| SELECTED EXTRACT |
— START —

Ask HN: How would a web developer transition to making games with Unreal Engine - starstreak

Since I was a kid I&#x27;ve always wanted to make computer games. However, for reasons I&#x27;m not sure I can explain, I picked up Python and web development, and have been doing this for the last few years.
However, recent news about Unreal Engine kind of reignited that spark and now I&#x27;d like to learn how to use it and how to build actual games with it. I&#x27;m worried about a couple of things: 
- Could a 25-year old with almost zero experience with C++, Java and the likes realistically expect to be productive and creative with a modern, complicated game engine? To me it appears overwhelming.
- I&#x27;m mostly interested in doing level design, gameplay mechanics and story - what do I need to learn first? The net is full of information from various sources and I&#x27;m not sure where to start.
Thanks!
======
fredophile
There are two main ways to interact with UE4, Blueprints or C++. Blueprints
are a visual scripting language. You can make a whole game just with
Blueprints and never touch C++. Using Blueprints would probably be a good way
to get started if you're familiar with programming but not C++. Once you sign
up as a developer for UE4 you'll have access to tutorials, sample projects and
forums. All of these can be useful learning resources.

— END —

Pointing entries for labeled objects
— START —

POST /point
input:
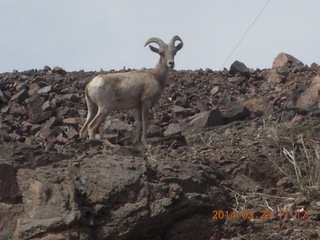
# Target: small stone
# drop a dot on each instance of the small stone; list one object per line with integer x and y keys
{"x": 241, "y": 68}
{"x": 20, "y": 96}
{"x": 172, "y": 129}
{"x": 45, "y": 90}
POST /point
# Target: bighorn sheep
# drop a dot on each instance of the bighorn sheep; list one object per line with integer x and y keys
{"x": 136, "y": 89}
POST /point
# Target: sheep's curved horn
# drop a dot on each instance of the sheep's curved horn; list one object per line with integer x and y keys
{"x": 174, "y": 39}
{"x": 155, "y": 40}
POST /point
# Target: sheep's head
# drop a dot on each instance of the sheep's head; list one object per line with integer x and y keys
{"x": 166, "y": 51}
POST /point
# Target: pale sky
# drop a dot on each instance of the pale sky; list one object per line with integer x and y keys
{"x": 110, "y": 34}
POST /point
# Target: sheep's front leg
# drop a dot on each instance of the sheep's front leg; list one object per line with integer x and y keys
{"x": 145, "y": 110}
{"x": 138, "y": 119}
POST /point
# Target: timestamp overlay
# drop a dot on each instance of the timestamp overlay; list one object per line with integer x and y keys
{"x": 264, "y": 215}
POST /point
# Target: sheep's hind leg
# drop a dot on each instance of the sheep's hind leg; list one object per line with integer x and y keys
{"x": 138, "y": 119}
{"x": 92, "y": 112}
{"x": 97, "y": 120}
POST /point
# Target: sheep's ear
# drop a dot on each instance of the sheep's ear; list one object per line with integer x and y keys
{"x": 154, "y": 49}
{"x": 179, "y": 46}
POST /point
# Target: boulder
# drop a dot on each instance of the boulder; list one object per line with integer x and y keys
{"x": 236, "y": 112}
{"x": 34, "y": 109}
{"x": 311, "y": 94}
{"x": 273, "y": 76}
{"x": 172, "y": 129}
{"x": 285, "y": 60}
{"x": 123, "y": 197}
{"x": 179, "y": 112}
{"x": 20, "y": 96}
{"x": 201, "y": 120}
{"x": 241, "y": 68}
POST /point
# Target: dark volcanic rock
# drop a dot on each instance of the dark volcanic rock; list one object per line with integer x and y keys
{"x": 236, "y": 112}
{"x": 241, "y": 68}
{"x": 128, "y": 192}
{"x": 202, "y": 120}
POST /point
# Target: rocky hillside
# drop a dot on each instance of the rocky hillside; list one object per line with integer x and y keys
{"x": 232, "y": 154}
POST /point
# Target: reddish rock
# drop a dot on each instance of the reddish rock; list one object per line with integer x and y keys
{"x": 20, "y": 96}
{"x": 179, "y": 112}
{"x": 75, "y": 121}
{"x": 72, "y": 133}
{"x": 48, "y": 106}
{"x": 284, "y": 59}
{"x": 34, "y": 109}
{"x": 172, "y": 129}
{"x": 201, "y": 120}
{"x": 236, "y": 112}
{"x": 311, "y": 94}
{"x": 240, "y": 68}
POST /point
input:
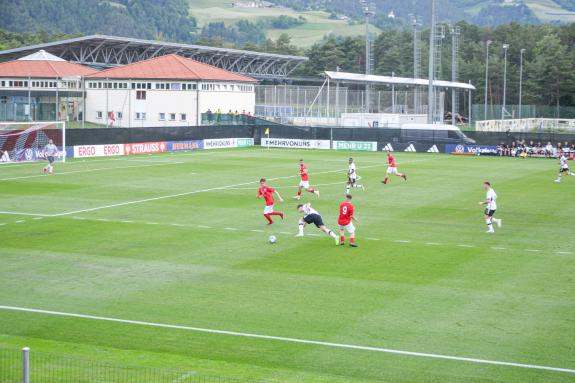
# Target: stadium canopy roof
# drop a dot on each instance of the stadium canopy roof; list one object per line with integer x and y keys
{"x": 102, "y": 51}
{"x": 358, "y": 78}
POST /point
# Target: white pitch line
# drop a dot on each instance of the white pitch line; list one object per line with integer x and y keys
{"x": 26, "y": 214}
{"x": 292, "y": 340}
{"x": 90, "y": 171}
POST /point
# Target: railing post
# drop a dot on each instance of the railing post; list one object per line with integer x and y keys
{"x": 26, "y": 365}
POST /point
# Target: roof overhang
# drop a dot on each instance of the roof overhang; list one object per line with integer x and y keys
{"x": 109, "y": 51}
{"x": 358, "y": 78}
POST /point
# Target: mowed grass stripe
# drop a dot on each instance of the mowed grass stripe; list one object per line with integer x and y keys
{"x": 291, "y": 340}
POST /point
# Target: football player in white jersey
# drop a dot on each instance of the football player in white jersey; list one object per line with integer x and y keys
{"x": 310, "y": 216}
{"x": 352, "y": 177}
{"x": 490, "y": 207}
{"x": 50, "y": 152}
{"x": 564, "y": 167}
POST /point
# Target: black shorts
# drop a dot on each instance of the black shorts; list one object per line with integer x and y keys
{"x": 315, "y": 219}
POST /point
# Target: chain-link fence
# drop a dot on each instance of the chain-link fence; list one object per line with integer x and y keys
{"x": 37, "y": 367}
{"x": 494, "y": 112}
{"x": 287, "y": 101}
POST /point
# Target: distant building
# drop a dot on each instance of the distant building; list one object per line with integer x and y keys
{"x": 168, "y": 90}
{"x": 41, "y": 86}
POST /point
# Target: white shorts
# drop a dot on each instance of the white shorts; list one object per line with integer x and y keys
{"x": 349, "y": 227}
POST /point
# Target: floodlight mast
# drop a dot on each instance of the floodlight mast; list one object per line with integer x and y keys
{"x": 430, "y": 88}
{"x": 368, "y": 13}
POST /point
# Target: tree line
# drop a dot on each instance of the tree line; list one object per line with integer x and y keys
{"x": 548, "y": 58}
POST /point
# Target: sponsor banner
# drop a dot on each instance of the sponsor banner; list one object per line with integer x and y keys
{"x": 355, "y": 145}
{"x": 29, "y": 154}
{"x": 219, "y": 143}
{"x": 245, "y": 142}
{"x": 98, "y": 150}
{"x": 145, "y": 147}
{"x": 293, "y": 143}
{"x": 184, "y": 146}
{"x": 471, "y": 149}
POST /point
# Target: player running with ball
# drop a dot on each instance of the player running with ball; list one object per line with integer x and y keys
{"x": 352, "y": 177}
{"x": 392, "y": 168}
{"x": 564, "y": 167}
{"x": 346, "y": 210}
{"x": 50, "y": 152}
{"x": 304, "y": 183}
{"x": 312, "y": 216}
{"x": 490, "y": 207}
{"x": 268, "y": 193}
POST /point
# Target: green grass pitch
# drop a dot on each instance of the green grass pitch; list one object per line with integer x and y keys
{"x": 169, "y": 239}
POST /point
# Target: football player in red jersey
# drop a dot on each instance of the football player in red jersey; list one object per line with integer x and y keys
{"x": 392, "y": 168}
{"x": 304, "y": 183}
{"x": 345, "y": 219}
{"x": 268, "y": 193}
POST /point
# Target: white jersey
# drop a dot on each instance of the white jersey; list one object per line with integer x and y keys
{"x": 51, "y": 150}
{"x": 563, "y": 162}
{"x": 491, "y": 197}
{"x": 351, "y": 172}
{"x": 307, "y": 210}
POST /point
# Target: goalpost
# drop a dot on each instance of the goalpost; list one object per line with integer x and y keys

— END —
— START —

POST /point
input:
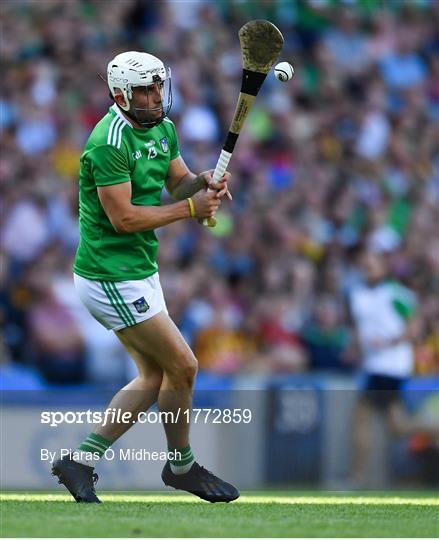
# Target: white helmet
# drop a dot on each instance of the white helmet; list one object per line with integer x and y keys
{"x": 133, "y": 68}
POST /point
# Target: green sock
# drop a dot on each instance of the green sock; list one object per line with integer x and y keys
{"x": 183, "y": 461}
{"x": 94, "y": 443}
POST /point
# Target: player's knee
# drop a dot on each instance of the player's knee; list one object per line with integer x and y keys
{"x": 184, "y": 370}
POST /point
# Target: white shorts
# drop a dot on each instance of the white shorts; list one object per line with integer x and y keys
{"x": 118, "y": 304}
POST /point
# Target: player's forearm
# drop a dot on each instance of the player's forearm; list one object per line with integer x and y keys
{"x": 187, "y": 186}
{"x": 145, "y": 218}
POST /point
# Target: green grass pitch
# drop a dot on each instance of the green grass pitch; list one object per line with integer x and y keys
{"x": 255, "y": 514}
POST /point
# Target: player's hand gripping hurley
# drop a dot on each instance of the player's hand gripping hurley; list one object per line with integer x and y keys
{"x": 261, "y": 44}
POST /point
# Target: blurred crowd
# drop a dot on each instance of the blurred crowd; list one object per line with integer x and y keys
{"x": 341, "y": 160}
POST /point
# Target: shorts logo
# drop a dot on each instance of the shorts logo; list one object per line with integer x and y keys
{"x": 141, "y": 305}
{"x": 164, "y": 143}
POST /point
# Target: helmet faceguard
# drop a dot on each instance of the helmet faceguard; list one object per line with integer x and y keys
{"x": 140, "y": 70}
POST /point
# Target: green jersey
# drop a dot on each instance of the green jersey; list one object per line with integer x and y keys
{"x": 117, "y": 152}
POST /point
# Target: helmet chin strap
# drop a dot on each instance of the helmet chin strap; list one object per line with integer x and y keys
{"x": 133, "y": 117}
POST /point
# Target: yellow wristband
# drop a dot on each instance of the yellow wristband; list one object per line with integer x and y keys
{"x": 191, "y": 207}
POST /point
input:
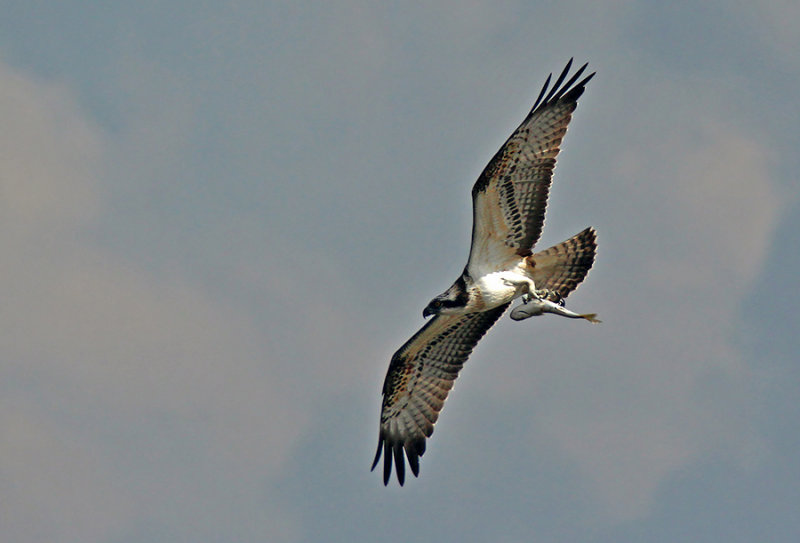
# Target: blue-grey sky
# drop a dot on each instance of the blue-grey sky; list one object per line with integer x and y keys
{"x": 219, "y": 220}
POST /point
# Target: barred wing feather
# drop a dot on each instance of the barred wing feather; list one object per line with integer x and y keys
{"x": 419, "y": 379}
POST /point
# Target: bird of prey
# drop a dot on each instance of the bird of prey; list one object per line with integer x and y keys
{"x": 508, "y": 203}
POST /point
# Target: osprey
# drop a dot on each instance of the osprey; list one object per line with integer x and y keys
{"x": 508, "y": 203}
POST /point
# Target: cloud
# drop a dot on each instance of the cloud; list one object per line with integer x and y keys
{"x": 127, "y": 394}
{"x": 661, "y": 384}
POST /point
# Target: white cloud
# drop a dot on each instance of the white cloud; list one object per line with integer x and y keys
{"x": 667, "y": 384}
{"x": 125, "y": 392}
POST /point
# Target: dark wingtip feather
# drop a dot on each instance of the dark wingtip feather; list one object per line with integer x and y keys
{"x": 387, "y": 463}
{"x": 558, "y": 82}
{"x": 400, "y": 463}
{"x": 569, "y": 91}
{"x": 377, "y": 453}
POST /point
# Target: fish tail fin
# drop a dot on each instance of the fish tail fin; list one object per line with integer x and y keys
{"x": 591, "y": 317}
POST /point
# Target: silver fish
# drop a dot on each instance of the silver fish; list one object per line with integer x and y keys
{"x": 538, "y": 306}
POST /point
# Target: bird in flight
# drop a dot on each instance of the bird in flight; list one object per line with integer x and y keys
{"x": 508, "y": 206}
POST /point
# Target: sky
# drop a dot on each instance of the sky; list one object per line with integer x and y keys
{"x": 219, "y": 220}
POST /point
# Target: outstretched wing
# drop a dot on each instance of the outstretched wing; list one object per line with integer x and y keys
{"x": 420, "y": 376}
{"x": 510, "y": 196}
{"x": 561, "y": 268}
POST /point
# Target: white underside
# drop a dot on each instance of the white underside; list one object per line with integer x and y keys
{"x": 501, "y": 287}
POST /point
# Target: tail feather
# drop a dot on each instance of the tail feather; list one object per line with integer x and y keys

— END —

| TASK INSTRUCTIONS |
Continue the forum thread about switching from web development to Unreal Engine, starting right after its final sentence. The records have no role here.

| SOLVED EXERCISE |
------
mc_hammer
take a quake mod you love and start editing it to a game like the mod you want
to build...

im not sure the engines are alike - but the quake source is very very clean.
you can start to figure out what entities are and how things mvoe in 3d space.
all while getting a lot of bang for your buck seeing your changes come to life
from just a few lines of code

you can do the same for an unreal mod of course :) - just find a mod thats
open source (like action quake or vanilla quake) and sort of in the direction
your game wants to go (fps or top down, realistic weapons/physics or q3 style)